**挑戰:** 請續寫下方這篇以 Python OCR 圖片轉文字為主題的教學，從其最後一行之後接著往下寫。

**提供文段:**
——

Python OCR 使用手冊 : 圖片轉文字 , 超簡單上手

OCR x Pytesseract

前言

在 Python 中，使用 OCR (Optical Character Recognition , 字元辨識) 將圖片的內容轉換成一般的文本，非常簡單。

只要將相關軟體與 Python 套件安裝完成後，即可運行程式，

這份文件就是將之前的踩坑過程記錄下來，以供想後續想要研究的開發者可以快速上手。

安裝文件與範例程式

【安裝文件】

https://gitlab.com/GammaRayStudio/DevDoc/-/blob/master/Python/004.PythonOCR.md

【範例程式】

https://gitlab.com/GammaRayStudio/Program/PythonStudio/SE/PythonOCR

圖片範例

轉換目標

英文

圖片

文字

English
Gamma Ray Studio
English Text
Text Text Text ~ !!!

繁體中文

圖片

文字

繁體中文
Gamma Ray 軟體工作室
中文 文字
文字 文字 文字 ~ !!!

簡體中文

圖片

文字

简体中文
Gamma Ray 软体工作室
中文 文字
文字 文字 文字 ~ !!!

安裝 Tesseract

Win

https://github.com/UB-Mannheim/tesseract/wiki

環境變數

Mac

brew install tesseract

Linux

apt-get install tesseract-ocr

驗證

tesseract -v

Python 環境

Python 版本

python -V

Python 3.8.5

PyPI

Pillow
pytesseract

pip3 install Pillow
pip3 install pytesseract

Python 範例

from PIL import Image
import pytesseract
img_name = './001.en-us.png'
img = Image.open(img_name)
text = pytesseract.image_to_string(img, lang='eng')
print(text)

PIL : 處理圖片 Pillow
pytesseract : OCR 模組 Pytesseract
img_name = './001.en-us.png' : 圖片路徑
img = Image.open(img_name) : 載入圖片
text = pytesseract.image_to_string(img, lang='eng') : 圖片轉文字，使用英文語系

Output

English

Gamma Ray Studio
English Text

Text Text Text ~ 11!

——

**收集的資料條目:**
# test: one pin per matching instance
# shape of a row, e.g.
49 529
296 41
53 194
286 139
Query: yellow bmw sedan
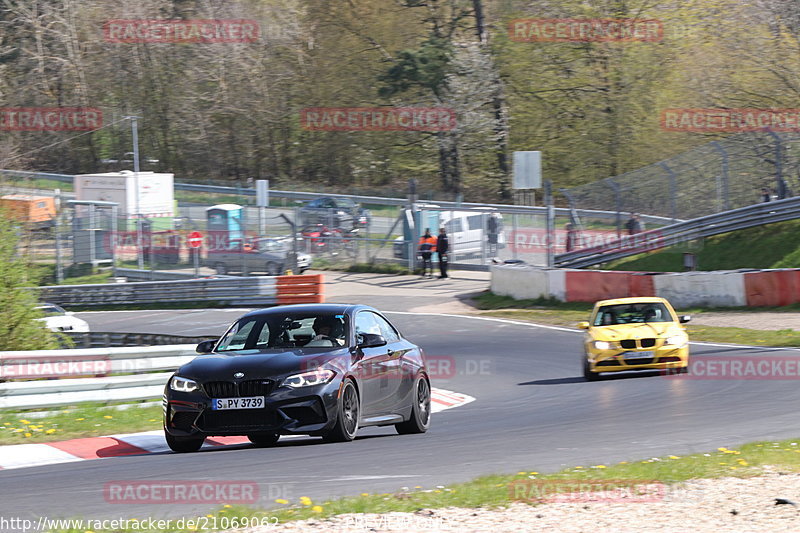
641 333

——

**練習結果:**
驚嘆號的地方被辨認為 1 ，但基本上大部分都辯認得出來

中文辨識

from PIL import Image
import pytesseract
img_name = './002.zh-cht.png'
img = Image.open(img_name)
text = pytesseract.image_to_string(img, lang='eng')
print(text)

img_name = './002.zh-cht.png' : 調整載入的圖片 中文

Output

SRE
Gamma Ray BREA TER

FX XF

XF XF XF~

現階段，中文的轉換會變成不認識的編碼
新增語言庫，可以添加更多的語言辨識

下載語言庫

GitHub - Tessdata

https://github.com/tesseract-ocr/tessdata_best

英文

eng.traineddata

https://github.com/tesseract-ocr/tessdata_best/blob/main/eng.traineddata

繁體中文

chi_tra.traineddata

https://github.com/tesseract-ocr/tessdata_best/blob/main/chi_tra.traineddata

簡體中文

chi_sim.traineddata

https://github.com/tesseract-ocr/tessdata_best/blob/main/chi_sim.traineddata

預設路徑

以 Mac 為例

Tessdata 程式路徑

/usr/local/Cellar/tesseract

語言包路徑

/usr/local/Cellar/tesseract/4.1.3/share/tessdata

下載語言包後，放到程式資料夾內的 /share/tessdata 路徑，就可以生效

配置環境變數

獨立資料夾

Win

C:\DevTools\tessdata

環境變數

Mac

/Users/Enoxs/DevTools/tessdata

.zprofile

# TESSDATA
export TESSDATA_PREFIX=/Users/Enoxs/DevTools/tessdata

Linux

.bash_profile

# TESSDATA
export TESSDATA_PREFIX=/Users/enoxs/DevTools/tessdata

語系參數調整

from PIL import Image
import pytesseract
img_name = './002.zh-cht.png'
img = Image.open(img_name)
text = pytesseract.image_to_string(img, lang='chi_tra+eng')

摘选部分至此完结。